**Task description**
For this exercise, transcribe all of the entries exactly.

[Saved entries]
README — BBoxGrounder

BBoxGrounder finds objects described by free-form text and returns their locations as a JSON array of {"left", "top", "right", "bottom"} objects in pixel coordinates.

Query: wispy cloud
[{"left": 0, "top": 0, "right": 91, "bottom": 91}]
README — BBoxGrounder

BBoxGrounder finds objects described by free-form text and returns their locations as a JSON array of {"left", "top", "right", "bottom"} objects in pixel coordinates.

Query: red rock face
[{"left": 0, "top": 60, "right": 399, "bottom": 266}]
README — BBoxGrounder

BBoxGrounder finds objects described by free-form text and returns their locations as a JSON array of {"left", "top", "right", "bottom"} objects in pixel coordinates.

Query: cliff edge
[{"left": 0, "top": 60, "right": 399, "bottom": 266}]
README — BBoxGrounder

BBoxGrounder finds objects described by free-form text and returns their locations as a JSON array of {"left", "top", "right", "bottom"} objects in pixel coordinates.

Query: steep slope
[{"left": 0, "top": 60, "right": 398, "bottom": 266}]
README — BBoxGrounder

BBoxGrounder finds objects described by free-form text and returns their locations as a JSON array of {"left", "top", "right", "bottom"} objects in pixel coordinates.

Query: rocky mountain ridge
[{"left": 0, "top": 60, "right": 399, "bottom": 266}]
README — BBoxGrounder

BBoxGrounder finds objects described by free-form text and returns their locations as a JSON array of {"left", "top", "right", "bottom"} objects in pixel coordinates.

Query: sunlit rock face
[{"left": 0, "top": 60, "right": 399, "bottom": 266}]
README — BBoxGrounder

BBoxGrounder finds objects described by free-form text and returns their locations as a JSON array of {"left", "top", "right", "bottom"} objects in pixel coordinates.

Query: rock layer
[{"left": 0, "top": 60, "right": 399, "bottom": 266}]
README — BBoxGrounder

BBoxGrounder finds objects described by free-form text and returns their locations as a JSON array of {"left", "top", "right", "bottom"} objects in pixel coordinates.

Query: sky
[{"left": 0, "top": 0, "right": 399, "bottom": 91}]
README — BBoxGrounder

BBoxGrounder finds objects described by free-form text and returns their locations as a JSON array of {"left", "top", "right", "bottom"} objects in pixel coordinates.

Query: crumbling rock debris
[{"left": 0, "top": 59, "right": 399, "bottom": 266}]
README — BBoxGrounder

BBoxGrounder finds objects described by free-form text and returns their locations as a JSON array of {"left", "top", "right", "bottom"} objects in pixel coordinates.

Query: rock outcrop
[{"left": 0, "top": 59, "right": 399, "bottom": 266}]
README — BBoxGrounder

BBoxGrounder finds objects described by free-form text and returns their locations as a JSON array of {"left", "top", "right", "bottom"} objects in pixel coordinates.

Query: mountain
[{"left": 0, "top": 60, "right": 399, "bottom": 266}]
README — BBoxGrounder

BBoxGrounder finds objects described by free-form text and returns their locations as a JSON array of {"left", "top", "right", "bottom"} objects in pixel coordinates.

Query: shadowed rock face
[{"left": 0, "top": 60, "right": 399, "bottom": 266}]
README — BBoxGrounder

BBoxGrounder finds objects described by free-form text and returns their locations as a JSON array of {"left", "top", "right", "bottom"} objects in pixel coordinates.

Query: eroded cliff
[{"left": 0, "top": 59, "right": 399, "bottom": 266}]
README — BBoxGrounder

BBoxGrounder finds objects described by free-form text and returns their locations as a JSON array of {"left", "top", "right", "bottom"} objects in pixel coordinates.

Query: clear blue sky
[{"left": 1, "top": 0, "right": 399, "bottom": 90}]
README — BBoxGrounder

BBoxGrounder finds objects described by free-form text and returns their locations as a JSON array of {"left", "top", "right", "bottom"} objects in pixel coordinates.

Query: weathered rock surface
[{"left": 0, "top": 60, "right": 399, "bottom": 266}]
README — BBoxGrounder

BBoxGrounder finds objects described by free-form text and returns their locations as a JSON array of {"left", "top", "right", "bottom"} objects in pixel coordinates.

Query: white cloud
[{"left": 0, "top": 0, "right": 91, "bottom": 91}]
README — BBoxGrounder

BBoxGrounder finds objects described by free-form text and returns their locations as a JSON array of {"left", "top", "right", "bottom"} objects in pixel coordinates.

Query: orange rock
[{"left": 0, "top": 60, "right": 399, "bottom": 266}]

**Result for this task**
README — BBoxGrounder

BBoxGrounder finds objects described by free-form text and returns their locations as a JSON array of {"left", "top", "right", "bottom"} objects in pixel coordinates.

Query: wispy cloud
[{"left": 0, "top": 0, "right": 91, "bottom": 91}]
README — BBoxGrounder

BBoxGrounder finds objects described by free-form text and returns their locations as a JSON array of {"left", "top", "right", "bottom"} objects in pixel coordinates.

Query: red rock face
[{"left": 0, "top": 60, "right": 399, "bottom": 266}]
README — BBoxGrounder

BBoxGrounder finds objects described by free-form text and returns their locations as a JSON array of {"left", "top", "right", "bottom"} objects in pixel coordinates.

Query: cliff edge
[{"left": 0, "top": 60, "right": 399, "bottom": 266}]
README — BBoxGrounder

BBoxGrounder finds objects described by free-form text and returns their locations as a JSON array of {"left", "top", "right", "bottom"} objects in pixel coordinates.

Query: steep slope
[{"left": 0, "top": 60, "right": 398, "bottom": 266}]
README — BBoxGrounder

BBoxGrounder finds objects described by free-form text and returns their locations as a JSON array of {"left", "top", "right", "bottom"} objects in pixel coordinates.

Query: rocky mountain ridge
[{"left": 0, "top": 60, "right": 399, "bottom": 266}]
README — BBoxGrounder

BBoxGrounder finds objects described by free-form text and returns their locations as a JSON array of {"left", "top", "right", "bottom"} objects in pixel coordinates.

Query: sunlit rock face
[{"left": 0, "top": 60, "right": 399, "bottom": 266}]
README — BBoxGrounder

BBoxGrounder finds objects described by free-form text and returns their locations as a JSON array of {"left", "top", "right", "bottom"} objects in pixel coordinates.

Query: rock layer
[{"left": 0, "top": 60, "right": 399, "bottom": 266}]
README — BBoxGrounder

BBoxGrounder finds objects described by free-form text and returns their locations as a JSON array of {"left", "top", "right", "bottom"} objects in pixel coordinates.

Query: sky
[{"left": 0, "top": 0, "right": 399, "bottom": 91}]
README — BBoxGrounder

BBoxGrounder finds objects described by free-form text and returns their locations as a JSON array of {"left", "top", "right", "bottom"} objects in pixel coordinates.

Query: crumbling rock debris
[{"left": 0, "top": 59, "right": 399, "bottom": 266}]
README — BBoxGrounder

BBoxGrounder finds objects described by free-form text and returns their locations as a JSON array of {"left", "top", "right", "bottom"} objects in pixel coordinates.

Query: rock outcrop
[{"left": 0, "top": 59, "right": 399, "bottom": 266}]
README — BBoxGrounder

BBoxGrounder finds objects described by free-form text and returns their locations as a JSON array of {"left", "top", "right", "bottom"} objects in pixel coordinates.

Query: mountain
[{"left": 0, "top": 60, "right": 399, "bottom": 266}]
README — BBoxGrounder

BBoxGrounder finds objects described by free-form text and returns their locations as a JSON array of {"left", "top", "right", "bottom"} objects in pixel coordinates.

Query: shadowed rock face
[{"left": 0, "top": 60, "right": 399, "bottom": 266}]
README — BBoxGrounder

BBoxGrounder finds objects described by free-form text and returns their locations as a JSON array of {"left", "top", "right", "bottom"} objects in pixel coordinates.

Query: eroded cliff
[{"left": 0, "top": 59, "right": 399, "bottom": 266}]
README — BBoxGrounder

BBoxGrounder finds objects described by free-form text and returns their locations as a JSON array of {"left", "top", "right", "bottom"} objects in pixel coordinates.

Query: clear blue sky
[{"left": 1, "top": 0, "right": 399, "bottom": 90}]
README — BBoxGrounder

BBoxGrounder finds objects described by free-form text and returns their locations as a JSON array of {"left", "top", "right", "bottom"} objects in pixel coordinates.

Query: weathered rock surface
[{"left": 0, "top": 60, "right": 399, "bottom": 266}]
README — BBoxGrounder

BBoxGrounder finds objects described by free-form text and returns their locations as a JSON array of {"left", "top", "right", "bottom"} objects in pixel coordinates.

Query: white cloud
[{"left": 0, "top": 0, "right": 91, "bottom": 91}]
README — BBoxGrounder

BBoxGrounder finds objects described by free-form text and returns their locations as a JSON array of {"left", "top", "right", "bottom"} objects in pixel coordinates.

Query: orange rock
[{"left": 0, "top": 60, "right": 399, "bottom": 266}]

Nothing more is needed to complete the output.